Selected extract:
Fostering a Teenager in England: What You Actually Need to Know
Most fostering enquiries focus on babies or young children. That leaves a significant gap — England has roughly 20,000 children aged 10 to 17 in foster care at any one time, and they are consistently the hardest group to place. If you have been thinking about fostering a teenager specifically, you are already ahead of a problem agencies desperately need solving.
But the role is genuinely different from fostering younger children, and it pays to understand what you are walking into before you call an agency.
Why Teenagers Are the Most Under-Served Group in England
England's 152 local authorities all report the same pattern: they have far more teenagers needing placement than they have carers willing to take them. The reasons are predictable. Teenagers arrive with longer histories — they have often experienced multiple placement breakdowns, school exclusions, involvement with the youth justice system, or complex trauma that is more visible and harder to contain than in a five-year-old.

Work to complete:
[A] Quote the passage of the article on fostering teenagers between "But the role" and "in a five-year-old.", inclusive.
[B] Write the next part of the article on fostering teenagers, picking up after its final sentence.
The items that follow come from a separate source, not from the article on fostering teenagers.

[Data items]
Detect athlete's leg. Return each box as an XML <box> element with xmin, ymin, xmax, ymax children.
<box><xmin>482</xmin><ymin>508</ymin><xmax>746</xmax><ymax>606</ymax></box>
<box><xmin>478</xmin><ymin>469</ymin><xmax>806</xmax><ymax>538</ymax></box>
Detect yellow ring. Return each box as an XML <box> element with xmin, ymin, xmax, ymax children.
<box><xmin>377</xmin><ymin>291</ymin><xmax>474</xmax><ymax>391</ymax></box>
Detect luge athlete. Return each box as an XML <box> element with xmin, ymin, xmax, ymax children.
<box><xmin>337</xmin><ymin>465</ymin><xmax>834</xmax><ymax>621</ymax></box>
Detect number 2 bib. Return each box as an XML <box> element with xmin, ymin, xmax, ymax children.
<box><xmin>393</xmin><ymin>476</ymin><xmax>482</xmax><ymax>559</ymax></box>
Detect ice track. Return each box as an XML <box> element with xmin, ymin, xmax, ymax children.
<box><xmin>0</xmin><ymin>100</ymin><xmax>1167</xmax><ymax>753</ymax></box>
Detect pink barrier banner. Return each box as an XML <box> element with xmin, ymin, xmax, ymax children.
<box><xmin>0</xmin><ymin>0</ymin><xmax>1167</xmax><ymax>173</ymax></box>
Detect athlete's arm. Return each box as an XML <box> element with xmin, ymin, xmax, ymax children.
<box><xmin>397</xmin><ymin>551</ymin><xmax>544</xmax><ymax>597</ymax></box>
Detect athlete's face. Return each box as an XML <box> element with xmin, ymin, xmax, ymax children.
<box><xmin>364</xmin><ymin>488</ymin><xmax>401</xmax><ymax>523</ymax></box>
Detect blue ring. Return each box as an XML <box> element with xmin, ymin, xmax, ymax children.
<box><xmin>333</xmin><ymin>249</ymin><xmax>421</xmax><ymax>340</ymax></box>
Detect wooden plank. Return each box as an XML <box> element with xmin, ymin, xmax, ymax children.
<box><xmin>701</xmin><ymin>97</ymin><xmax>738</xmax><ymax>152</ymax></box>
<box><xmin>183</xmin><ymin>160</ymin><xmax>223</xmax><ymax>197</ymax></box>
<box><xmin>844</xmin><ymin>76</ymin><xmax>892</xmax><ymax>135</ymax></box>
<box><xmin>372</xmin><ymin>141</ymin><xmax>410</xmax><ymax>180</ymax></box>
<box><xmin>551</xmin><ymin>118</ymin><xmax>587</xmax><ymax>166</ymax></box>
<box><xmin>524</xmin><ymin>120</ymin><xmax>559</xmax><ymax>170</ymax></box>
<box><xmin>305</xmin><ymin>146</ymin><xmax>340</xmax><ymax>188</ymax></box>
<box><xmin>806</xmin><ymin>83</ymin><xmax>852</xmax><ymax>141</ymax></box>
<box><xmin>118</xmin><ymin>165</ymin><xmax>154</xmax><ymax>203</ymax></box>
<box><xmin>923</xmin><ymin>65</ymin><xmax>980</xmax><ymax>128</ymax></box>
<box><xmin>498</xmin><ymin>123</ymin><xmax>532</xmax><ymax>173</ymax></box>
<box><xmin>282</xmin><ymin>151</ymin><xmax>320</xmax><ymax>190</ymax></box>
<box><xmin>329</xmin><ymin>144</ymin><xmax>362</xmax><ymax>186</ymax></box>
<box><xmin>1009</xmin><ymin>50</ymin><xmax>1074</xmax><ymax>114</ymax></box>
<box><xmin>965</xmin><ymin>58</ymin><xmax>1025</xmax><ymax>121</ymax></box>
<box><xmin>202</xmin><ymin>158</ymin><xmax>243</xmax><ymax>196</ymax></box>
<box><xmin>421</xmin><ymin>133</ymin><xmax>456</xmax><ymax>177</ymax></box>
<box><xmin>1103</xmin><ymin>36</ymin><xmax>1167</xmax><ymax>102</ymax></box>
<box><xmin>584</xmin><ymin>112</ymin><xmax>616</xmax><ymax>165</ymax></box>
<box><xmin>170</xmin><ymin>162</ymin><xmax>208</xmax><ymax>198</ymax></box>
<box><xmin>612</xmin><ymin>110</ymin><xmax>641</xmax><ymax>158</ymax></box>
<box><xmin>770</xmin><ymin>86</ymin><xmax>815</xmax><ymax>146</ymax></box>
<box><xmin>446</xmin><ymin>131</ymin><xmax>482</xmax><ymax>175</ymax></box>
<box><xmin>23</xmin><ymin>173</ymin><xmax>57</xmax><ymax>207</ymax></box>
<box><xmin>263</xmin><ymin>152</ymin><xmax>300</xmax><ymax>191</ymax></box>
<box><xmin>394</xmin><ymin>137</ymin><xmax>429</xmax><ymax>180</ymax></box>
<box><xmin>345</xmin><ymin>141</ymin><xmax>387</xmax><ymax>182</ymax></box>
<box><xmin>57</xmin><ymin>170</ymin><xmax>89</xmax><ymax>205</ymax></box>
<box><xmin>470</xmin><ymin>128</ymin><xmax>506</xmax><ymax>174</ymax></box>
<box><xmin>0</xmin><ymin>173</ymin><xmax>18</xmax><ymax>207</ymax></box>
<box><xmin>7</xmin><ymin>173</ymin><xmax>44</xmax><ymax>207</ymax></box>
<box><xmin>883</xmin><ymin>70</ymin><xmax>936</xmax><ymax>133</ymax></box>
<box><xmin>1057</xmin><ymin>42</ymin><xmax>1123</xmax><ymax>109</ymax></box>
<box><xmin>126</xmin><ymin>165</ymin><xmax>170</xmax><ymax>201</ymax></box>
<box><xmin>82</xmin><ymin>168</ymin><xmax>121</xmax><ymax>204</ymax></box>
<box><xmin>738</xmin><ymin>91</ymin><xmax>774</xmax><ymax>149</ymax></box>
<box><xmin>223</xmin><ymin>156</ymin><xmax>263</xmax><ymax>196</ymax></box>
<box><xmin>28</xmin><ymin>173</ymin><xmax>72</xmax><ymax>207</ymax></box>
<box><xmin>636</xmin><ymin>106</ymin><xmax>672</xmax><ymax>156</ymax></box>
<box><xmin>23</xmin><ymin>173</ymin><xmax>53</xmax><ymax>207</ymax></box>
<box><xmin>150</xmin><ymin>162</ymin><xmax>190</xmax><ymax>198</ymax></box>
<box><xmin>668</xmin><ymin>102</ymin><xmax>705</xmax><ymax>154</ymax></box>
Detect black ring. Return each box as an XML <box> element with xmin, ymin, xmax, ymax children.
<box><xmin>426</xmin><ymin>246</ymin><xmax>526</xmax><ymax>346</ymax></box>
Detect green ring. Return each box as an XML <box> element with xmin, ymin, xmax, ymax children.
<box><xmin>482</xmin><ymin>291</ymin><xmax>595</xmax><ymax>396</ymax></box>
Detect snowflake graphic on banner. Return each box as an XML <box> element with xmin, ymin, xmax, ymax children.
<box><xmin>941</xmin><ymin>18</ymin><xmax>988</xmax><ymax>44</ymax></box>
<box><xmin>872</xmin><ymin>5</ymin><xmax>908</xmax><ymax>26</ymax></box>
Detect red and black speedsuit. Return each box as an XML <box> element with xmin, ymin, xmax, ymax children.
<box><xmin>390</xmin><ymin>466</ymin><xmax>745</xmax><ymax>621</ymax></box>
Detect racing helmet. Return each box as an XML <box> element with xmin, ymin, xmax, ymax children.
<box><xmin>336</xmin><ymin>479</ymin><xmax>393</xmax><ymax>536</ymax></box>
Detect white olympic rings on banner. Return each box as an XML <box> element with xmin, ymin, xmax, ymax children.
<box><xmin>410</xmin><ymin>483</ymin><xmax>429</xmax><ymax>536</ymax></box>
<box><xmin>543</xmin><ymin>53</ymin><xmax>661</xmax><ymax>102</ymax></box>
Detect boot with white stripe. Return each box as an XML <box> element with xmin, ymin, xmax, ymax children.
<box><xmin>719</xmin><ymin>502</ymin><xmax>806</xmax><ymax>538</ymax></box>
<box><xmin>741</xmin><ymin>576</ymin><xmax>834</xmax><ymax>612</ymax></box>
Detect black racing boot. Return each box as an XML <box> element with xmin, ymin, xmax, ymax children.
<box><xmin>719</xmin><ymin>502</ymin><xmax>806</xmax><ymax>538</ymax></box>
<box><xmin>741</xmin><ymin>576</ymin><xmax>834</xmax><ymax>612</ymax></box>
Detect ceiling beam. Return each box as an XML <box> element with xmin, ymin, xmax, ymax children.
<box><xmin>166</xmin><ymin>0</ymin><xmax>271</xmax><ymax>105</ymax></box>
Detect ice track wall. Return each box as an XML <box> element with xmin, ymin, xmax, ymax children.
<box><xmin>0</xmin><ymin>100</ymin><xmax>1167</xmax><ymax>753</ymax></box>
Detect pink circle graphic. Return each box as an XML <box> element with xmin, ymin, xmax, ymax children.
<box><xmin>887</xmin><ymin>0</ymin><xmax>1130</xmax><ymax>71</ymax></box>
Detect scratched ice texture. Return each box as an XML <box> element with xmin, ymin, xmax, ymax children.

Written answers:
[A]
But the role is genuinely different from fostering younger children, and it pays to understand what you are walking into before you call an agency.
Why Teenagers Are the Most Under-Served Group in England
England's 152 local authorities all report the same pattern: they have far more teenagers needing placement than they have carers willing to take them. The reasons are predictable. Teenagers arrive with longer histories — they have often experienced multiple placement breakdowns, school exclusions, involvement with the youth justice system, or complex trauma that is more visible and harder to contain than in a five-year-old.

[B]
What agencies do not always say loudly enough is that a placement breakdown with a teenager is not evidence that the carer failed. It is one of the most common experiences in fostering, and it happens even to experienced carers. Knowing this going in shapes everything about how you approach the role.
What Fostering a Teenager Actually Involves Day to Day
A teenager placed with you will arrive with three statutory documents you need to read carefully:
The Care Plan is the local authority's legal strategy for the child — whether the goal is eventual return to family, long-term fostering, or a Special Guardianship Order. Understanding this tells you whether you are a temporary holding placement or potentially a permanent home.
The Placement Plan is your practical instruction manual. It covers daily routines, contact arrangements with birth family, what decisions you are permitted to make (delegated authority) without consulting the social worker, and what restrictions apply. For a teenager, delegated authority questions come up constantly — can they attend a school trip? Stay at a friend's house? Get a part-time job?
The Personal Education Plan (PEP) is reviewed every school term. You will attend PEP meetings with the Designated Teacher and the Virtual School Head (VSH), a local authority officer whose job is specifically to support looked-after children's education. Many teenagers in care arrive significantly behind academically; your role includes supporting catch-up and attending reviews.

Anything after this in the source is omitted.